Collected data entries

============

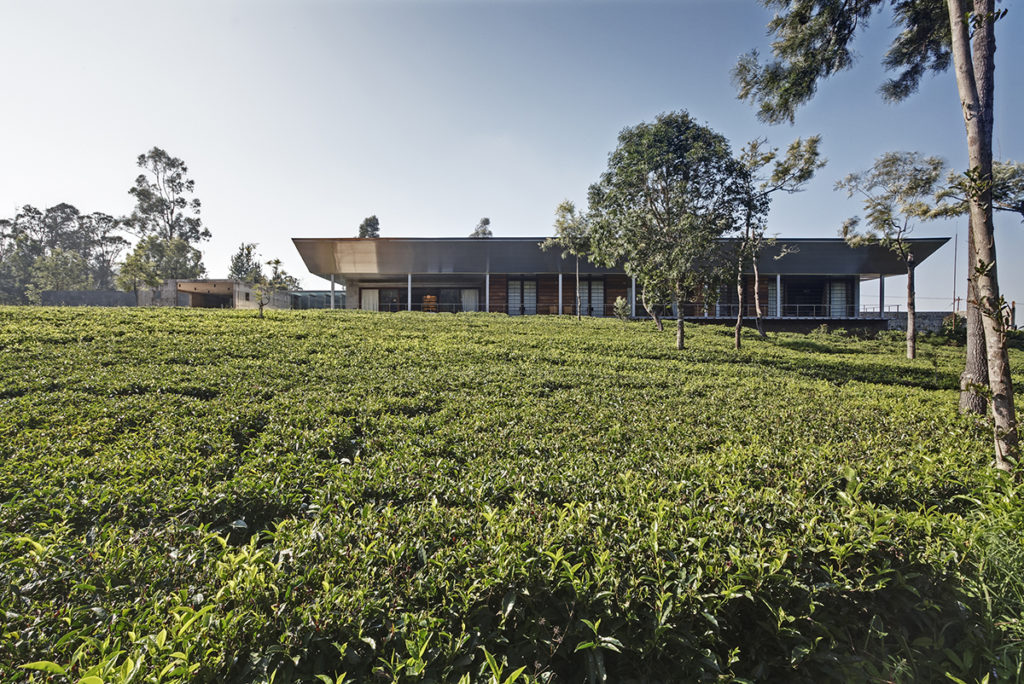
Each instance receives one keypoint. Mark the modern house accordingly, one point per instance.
(801, 279)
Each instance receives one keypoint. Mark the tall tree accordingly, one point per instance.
(138, 270)
(103, 249)
(34, 234)
(172, 259)
(166, 212)
(896, 193)
(482, 228)
(813, 41)
(788, 175)
(280, 278)
(1008, 196)
(20, 244)
(671, 193)
(371, 227)
(572, 238)
(57, 269)
(245, 264)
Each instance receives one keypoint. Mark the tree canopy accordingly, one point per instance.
(482, 228)
(245, 264)
(33, 242)
(672, 190)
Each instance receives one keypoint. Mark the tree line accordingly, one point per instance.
(60, 248)
(673, 190)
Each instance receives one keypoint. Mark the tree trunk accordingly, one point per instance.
(652, 312)
(978, 121)
(579, 312)
(680, 340)
(911, 310)
(757, 300)
(975, 373)
(739, 300)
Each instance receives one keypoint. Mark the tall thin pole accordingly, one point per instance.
(955, 245)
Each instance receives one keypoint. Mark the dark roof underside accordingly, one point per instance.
(352, 257)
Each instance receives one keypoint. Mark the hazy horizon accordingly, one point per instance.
(300, 119)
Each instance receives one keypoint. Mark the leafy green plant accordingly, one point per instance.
(185, 497)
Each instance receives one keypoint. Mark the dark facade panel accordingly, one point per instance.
(835, 257)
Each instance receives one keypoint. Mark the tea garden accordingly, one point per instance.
(345, 497)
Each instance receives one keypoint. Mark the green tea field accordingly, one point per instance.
(192, 496)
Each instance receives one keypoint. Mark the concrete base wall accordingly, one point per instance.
(926, 322)
(86, 298)
(166, 295)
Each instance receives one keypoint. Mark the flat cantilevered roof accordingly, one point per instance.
(355, 257)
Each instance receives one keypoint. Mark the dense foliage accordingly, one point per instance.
(202, 496)
(56, 249)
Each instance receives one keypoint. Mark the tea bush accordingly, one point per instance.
(202, 496)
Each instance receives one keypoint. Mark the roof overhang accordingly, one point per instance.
(370, 257)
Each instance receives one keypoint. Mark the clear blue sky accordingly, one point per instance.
(301, 118)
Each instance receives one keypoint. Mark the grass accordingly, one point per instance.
(201, 496)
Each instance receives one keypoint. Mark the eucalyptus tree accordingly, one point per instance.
(245, 264)
(1008, 196)
(813, 41)
(371, 227)
(671, 193)
(572, 238)
(139, 269)
(788, 175)
(896, 193)
(166, 211)
(482, 228)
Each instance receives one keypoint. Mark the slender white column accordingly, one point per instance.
(882, 296)
(778, 295)
(559, 294)
(633, 300)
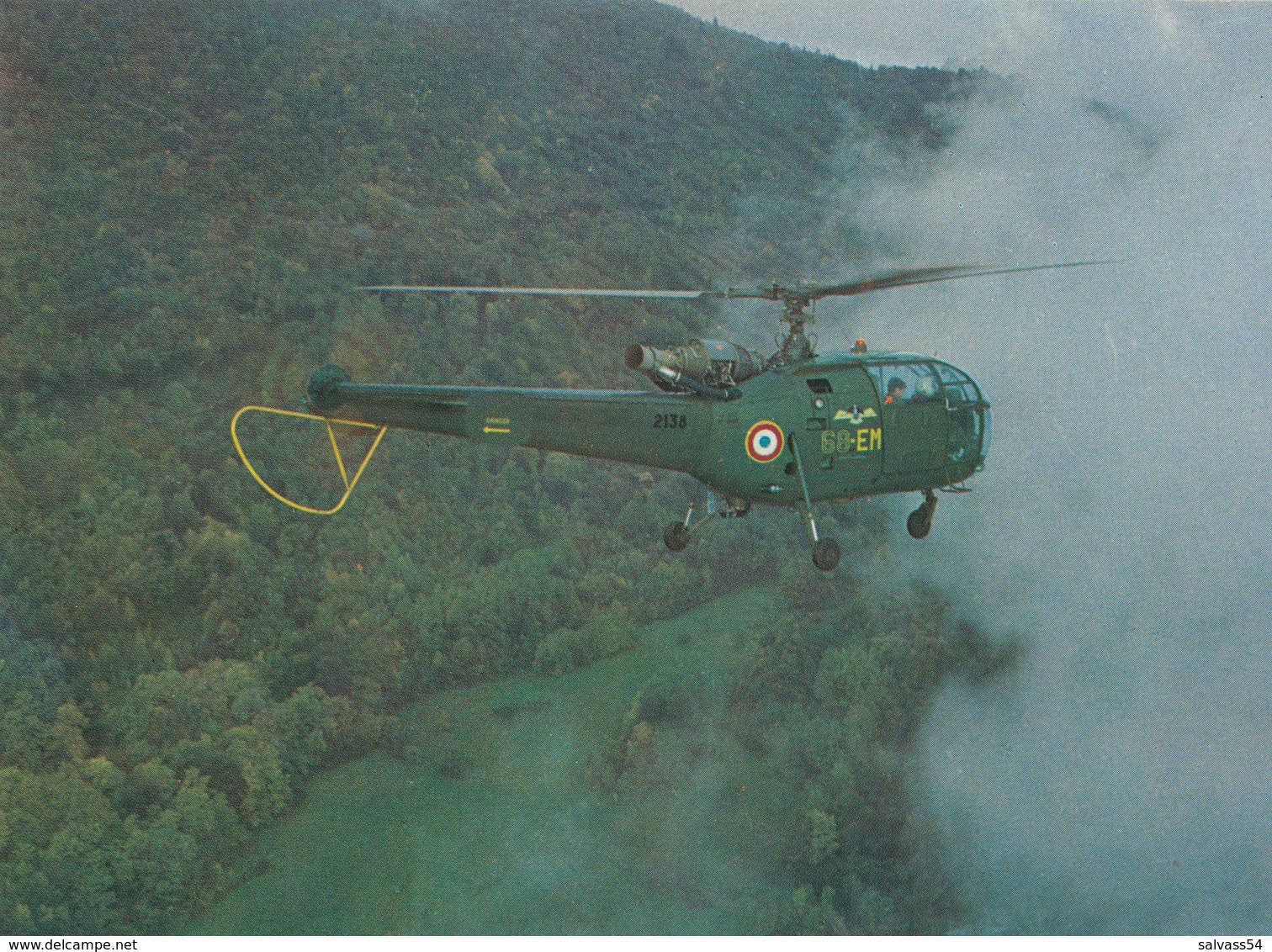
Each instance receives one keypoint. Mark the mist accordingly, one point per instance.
(1118, 780)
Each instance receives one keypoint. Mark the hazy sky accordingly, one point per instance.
(1120, 780)
(928, 34)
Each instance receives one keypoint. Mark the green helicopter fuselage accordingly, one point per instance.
(829, 427)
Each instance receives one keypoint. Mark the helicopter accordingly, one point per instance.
(790, 430)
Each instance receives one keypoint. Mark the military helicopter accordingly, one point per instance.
(790, 430)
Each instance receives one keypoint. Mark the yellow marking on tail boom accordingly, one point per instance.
(340, 462)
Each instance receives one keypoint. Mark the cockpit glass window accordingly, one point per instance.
(958, 385)
(899, 383)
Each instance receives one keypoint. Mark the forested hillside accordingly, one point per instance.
(188, 193)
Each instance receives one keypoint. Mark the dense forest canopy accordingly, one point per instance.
(188, 193)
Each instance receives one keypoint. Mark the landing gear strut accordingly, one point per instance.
(826, 552)
(920, 521)
(676, 537)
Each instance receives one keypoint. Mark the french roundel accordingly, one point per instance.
(765, 442)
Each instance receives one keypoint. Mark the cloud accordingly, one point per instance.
(1118, 780)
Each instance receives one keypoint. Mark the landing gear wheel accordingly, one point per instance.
(826, 554)
(676, 537)
(920, 521)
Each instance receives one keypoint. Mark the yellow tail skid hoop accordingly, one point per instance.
(340, 462)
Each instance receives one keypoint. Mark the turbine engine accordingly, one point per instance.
(718, 365)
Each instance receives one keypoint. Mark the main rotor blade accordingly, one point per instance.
(543, 291)
(925, 276)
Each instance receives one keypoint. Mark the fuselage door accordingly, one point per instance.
(914, 418)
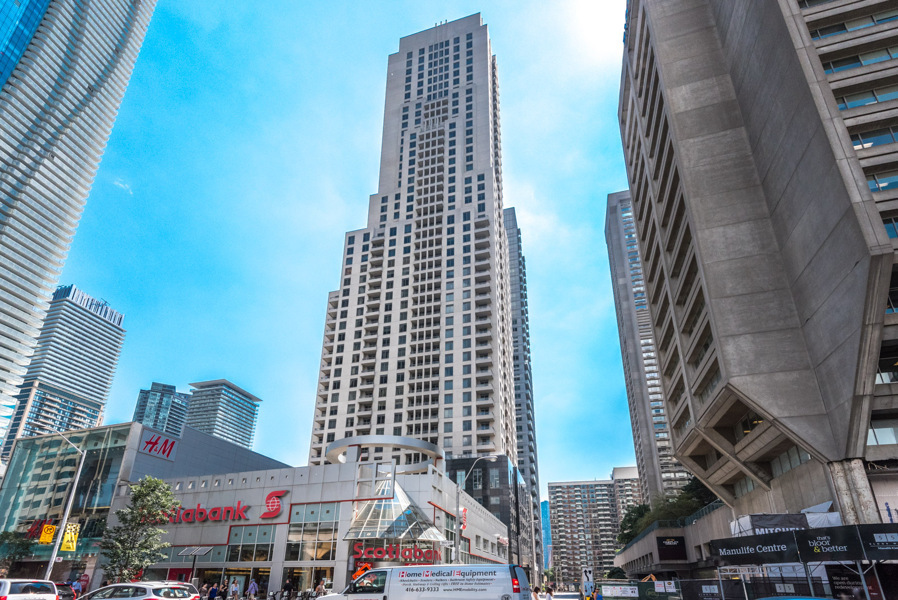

============

#### DIRECTIONS:
Find every line in the entries above that holds the word "dense" and copy each one out. Treat upper and lower case as different.

#### EXPECTED ANSWER:
Each instance receives one keypoint. Mark the dense foliage accordingly, one point per instance.
Each instance receives one keypoint. Mark the dense forest canopy accordingly, one point per instance.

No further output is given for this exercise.